Problem statement — In full and unchanged, set down the entries that follow, with no images.

╭─ Entries supplied

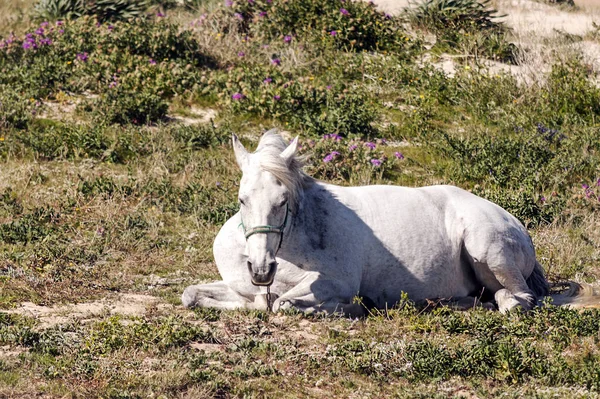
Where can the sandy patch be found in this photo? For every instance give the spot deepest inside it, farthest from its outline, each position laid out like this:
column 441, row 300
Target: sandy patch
column 123, row 304
column 197, row 115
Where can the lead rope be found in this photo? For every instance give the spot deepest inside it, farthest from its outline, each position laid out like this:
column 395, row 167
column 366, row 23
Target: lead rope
column 269, row 298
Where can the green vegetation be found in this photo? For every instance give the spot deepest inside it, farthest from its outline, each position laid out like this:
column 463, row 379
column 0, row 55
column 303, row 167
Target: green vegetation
column 117, row 173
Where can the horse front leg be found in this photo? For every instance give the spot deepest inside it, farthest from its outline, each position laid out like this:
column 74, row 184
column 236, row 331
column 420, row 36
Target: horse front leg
column 317, row 294
column 221, row 296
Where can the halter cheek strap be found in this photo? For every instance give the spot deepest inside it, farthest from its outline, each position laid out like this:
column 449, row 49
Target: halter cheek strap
column 267, row 228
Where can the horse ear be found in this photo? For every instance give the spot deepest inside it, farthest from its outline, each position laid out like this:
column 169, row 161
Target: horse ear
column 241, row 155
column 290, row 151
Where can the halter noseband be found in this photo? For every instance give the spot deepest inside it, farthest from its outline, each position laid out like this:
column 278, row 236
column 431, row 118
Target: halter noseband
column 267, row 228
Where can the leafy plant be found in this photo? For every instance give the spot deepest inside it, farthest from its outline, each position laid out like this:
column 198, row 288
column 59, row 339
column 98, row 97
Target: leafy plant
column 103, row 10
column 349, row 25
column 350, row 160
column 15, row 110
column 460, row 16
column 122, row 107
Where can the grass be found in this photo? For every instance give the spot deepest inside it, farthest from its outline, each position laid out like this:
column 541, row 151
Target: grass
column 92, row 211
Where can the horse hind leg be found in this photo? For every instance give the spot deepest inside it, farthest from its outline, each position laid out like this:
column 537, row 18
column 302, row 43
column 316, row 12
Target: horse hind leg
column 218, row 295
column 498, row 270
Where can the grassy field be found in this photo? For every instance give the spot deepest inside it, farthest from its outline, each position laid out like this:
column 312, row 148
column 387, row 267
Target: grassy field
column 116, row 173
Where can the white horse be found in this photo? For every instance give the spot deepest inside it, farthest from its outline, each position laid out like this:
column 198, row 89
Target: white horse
column 318, row 246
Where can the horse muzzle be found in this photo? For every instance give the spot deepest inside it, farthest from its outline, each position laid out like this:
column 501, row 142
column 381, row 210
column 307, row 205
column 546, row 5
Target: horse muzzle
column 262, row 277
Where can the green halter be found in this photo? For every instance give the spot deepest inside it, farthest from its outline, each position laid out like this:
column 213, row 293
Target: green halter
column 267, row 228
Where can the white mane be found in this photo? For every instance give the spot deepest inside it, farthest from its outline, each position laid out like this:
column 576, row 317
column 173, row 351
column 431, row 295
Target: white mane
column 289, row 172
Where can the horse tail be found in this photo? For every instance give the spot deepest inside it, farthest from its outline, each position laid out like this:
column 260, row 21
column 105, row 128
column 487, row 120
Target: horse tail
column 577, row 296
column 537, row 282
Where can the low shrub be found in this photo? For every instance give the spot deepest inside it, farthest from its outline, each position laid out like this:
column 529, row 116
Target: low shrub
column 76, row 56
column 350, row 25
column 303, row 103
column 123, row 107
column 16, row 110
column 467, row 25
column 452, row 17
column 335, row 158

╰─

Task result —
Where can the sandy patch be found in this photo? For every instance give the spot deepest inside it, farthest from its outline, each position laid out like this:
column 441, row 300
Target: sandy patch
column 123, row 304
column 197, row 115
Where can the lead rope be found in this photo? For every instance give the spot deepest inside it, farthest from its outline, each position laid out like this:
column 395, row 167
column 366, row 23
Target: lead rope
column 269, row 298
Where can the green vegetation be found in this photo? For every instance give the spot deepest inside it, farthest from its outline, each position laid out like this:
column 463, row 379
column 0, row 55
column 303, row 167
Target: green vegetation
column 117, row 173
Where can the horse front leg be found in this photo? For every instance give the spot deepest inside it, farthest from its outline, each position laid out like this:
column 74, row 184
column 236, row 331
column 420, row 36
Target: horse front leg
column 317, row 294
column 221, row 296
Where can the halter cheek strap be found in this photo? For every instance give the spot deepest inside it, farthest from its outline, each position laid out like this:
column 449, row 49
Target: halter cheek strap
column 267, row 228
Where can the horse ear be found in this photo? For every instance give the spot deepest inside it, farthest from its outline, each position laid out like this:
column 169, row 161
Target: horse ear
column 241, row 155
column 290, row 151
Where can the halter noseband be found in this photo? For every instance give the spot deepest inside it, farthest from its outline, each position laid out like this:
column 278, row 236
column 431, row 118
Target: halter noseband
column 267, row 228
Where can the leafy plant be found in this photo? For every instance give the spot deepest inside it, farthest from its outline, each position laid out like this:
column 198, row 288
column 59, row 339
column 98, row 97
Target: leafy plant
column 103, row 10
column 349, row 25
column 350, row 160
column 15, row 110
column 460, row 16
column 122, row 107
Where can the grass be found in this photo? For every instance give the spot deepest inside it, farthest from its outline, each position laid out like this:
column 541, row 151
Target: grass
column 92, row 211
Where can the horse hind leg be found in this photo? For every instance give the spot deepest inside it, farthest from its outline, each position laid out like this:
column 537, row 18
column 302, row 43
column 316, row 12
Target: horse hind leg
column 218, row 295
column 498, row 270
Where can the grassy field be found in this photo? For every instance give the spot deepest inside it, farthest from its outline, each position laid out like this:
column 312, row 148
column 387, row 267
Target: grassy field
column 116, row 173
Where can the white horse be found in this photo? For every instance give the spot deepest inside it, farthest from its outline, each position laid out like this:
column 198, row 89
Target: white horse
column 318, row 246
Where can the horse muzzle be found in this photo? For every instance give the spot deepest inside it, farthest from its outline, each position laid out like this:
column 501, row 142
column 381, row 210
column 307, row 205
column 546, row 5
Target: horse muzzle
column 262, row 277
Where can the green halter be found in this photo? For every instance give the spot deepest inside it, farthest from its outline, each position laid out like this:
column 213, row 293
Target: green halter
column 267, row 228
Where can the white mane be found in this photo? For every instance give the spot deepest inside it, farthest from its outline, each position laid out like this:
column 576, row 317
column 173, row 351
column 431, row 295
Target: white mane
column 289, row 172
Where can the horse tail be found in this photo? For every instance give the spot deepest inside it, farthest from its outline, each position laid out like this:
column 260, row 21
column 105, row 128
column 487, row 120
Target: horse tail
column 577, row 296
column 537, row 282
Where can the low shrub be found in this photo? For every instance give the spot deepest inside it, farthest from its outline, each position laid out like this:
column 529, row 116
Target: low shrub
column 76, row 56
column 350, row 25
column 303, row 103
column 123, row 107
column 16, row 110
column 467, row 25
column 452, row 17
column 335, row 158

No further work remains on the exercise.